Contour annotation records
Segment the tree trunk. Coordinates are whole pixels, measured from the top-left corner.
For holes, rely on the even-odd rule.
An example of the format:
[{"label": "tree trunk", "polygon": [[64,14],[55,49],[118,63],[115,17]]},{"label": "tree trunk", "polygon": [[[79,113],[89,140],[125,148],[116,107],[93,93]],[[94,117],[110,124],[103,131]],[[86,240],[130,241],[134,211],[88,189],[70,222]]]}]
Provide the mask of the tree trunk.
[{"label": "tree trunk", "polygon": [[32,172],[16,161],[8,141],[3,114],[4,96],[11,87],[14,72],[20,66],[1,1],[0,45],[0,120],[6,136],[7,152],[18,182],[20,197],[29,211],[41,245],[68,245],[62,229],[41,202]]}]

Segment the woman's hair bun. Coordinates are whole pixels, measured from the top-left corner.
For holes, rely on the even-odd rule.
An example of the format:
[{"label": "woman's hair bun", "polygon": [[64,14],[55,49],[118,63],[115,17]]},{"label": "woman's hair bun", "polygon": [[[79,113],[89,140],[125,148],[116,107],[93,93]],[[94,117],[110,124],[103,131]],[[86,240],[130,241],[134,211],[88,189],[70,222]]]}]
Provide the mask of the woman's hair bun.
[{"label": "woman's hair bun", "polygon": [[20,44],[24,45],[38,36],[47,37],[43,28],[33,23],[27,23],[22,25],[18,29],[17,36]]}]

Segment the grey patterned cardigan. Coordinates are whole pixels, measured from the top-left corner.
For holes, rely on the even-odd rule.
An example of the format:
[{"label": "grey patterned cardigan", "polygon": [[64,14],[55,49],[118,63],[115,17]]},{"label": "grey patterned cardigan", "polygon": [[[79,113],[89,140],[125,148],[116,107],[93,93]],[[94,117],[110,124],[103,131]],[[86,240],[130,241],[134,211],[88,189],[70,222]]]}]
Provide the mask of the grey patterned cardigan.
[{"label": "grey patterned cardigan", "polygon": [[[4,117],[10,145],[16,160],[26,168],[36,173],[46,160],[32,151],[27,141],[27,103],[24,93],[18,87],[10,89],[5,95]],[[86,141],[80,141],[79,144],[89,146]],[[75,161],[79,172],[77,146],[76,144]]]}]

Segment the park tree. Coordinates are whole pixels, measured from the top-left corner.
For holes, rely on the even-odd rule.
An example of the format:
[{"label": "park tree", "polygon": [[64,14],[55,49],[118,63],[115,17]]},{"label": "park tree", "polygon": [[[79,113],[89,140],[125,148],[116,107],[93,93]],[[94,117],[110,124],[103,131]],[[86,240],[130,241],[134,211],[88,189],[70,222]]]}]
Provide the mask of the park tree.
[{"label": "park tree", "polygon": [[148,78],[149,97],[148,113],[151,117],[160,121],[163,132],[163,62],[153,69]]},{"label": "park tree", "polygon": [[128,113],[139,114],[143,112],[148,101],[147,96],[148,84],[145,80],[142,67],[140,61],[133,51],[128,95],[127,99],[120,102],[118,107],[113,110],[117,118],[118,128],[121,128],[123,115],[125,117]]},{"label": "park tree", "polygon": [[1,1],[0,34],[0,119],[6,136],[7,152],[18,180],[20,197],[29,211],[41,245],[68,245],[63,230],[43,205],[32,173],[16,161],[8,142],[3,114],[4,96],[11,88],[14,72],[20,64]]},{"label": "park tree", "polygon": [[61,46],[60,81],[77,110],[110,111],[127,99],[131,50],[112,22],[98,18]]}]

The task
Give back the whole listing, word for word.

Written response
Segment the tree trunk. Coordinates are whole pixels, measured from the top-left corner.
For holes, rely on the even-odd rule.
An example of the format:
[{"label": "tree trunk", "polygon": [[64,14],[55,49],[118,63],[115,17]]},{"label": "tree trunk", "polygon": [[[79,113],[89,140],[125,148],[116,107],[93,93]],[[94,117],[110,124],[103,131]],[[86,240],[130,241],[134,211],[88,189],[70,222]]]}]
Provide the mask of the tree trunk.
[{"label": "tree trunk", "polygon": [[32,172],[16,161],[8,141],[3,114],[4,96],[11,87],[14,72],[20,66],[1,1],[0,45],[0,120],[6,136],[7,152],[18,182],[20,197],[29,211],[41,245],[68,245],[62,229],[41,202]]}]

Segment the woman's hair bun. Coordinates are whole pixels, measured from the top-left corner.
For holes, rely on the even-odd rule.
An example of the format:
[{"label": "woman's hair bun", "polygon": [[64,14],[55,49],[118,63],[115,17]]},{"label": "woman's hair bun", "polygon": [[[79,113],[89,140],[125,148],[116,107],[93,93]],[[94,117],[110,124],[103,131]],[[86,240],[130,241],[134,211],[88,189],[70,222]]]}]
Provide the mask of the woman's hair bun.
[{"label": "woman's hair bun", "polygon": [[20,44],[24,45],[38,36],[47,37],[43,28],[33,23],[27,23],[22,25],[18,29],[17,36]]}]

Segment the grey patterned cardigan. Coordinates are whole pixels, measured from the top-left corner.
For holes, rely on the even-odd rule.
An example of the format:
[{"label": "grey patterned cardigan", "polygon": [[64,14],[55,49],[118,63],[115,17]]},{"label": "grey patterned cardigan", "polygon": [[[79,113],[89,140],[125,148],[116,107],[93,93]],[[94,117],[110,124],[103,131]],[[86,240],[130,241],[134,211],[88,189],[70,222]]]}]
Provide the mask of the grey patterned cardigan.
[{"label": "grey patterned cardigan", "polygon": [[[4,117],[10,145],[16,160],[26,168],[36,173],[46,160],[32,151],[27,141],[27,103],[24,93],[18,87],[10,89],[5,95]],[[86,141],[80,141],[79,144],[89,146]],[[75,161],[79,172],[77,146],[76,144]]]}]

Segment the park tree. Coordinates are whole pixels, measured from the top-left corner.
For holes, rely on the even-odd rule.
An example of the format:
[{"label": "park tree", "polygon": [[64,14],[55,49],[118,63],[115,17]]},{"label": "park tree", "polygon": [[[79,113],[89,140],[125,148],[116,107],[93,93]],[[94,117],[110,124],[103,131]],[[86,240],[130,241],[134,211],[88,189],[70,222]]]}]
Provide the mask of the park tree.
[{"label": "park tree", "polygon": [[148,78],[149,97],[148,113],[151,117],[160,121],[163,132],[163,62],[153,69]]},{"label": "park tree", "polygon": [[128,113],[139,114],[143,112],[148,101],[147,96],[148,84],[145,80],[142,67],[140,61],[133,51],[128,95],[127,99],[120,102],[118,107],[113,110],[117,118],[118,128],[121,128],[123,115],[125,117]]},{"label": "park tree", "polygon": [[1,1],[0,34],[0,119],[6,136],[7,152],[18,180],[20,197],[29,211],[41,245],[68,245],[63,230],[43,205],[32,173],[16,161],[8,142],[3,114],[4,96],[11,88],[14,72],[20,64]]},{"label": "park tree", "polygon": [[61,46],[60,81],[77,110],[110,111],[127,99],[131,50],[112,22],[98,18]]}]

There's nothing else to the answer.